• _Directions_
Copy out the entries below word for word, with every line kept unchanged.

Entries excerpted from a collection
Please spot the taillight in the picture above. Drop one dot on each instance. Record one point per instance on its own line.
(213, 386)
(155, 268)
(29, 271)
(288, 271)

• _Solution for this exercise_
Please spot the taillight in the picture above. Drop one dot on each instance. Record one point per instance on its own line.
(213, 386)
(155, 268)
(29, 271)
(288, 271)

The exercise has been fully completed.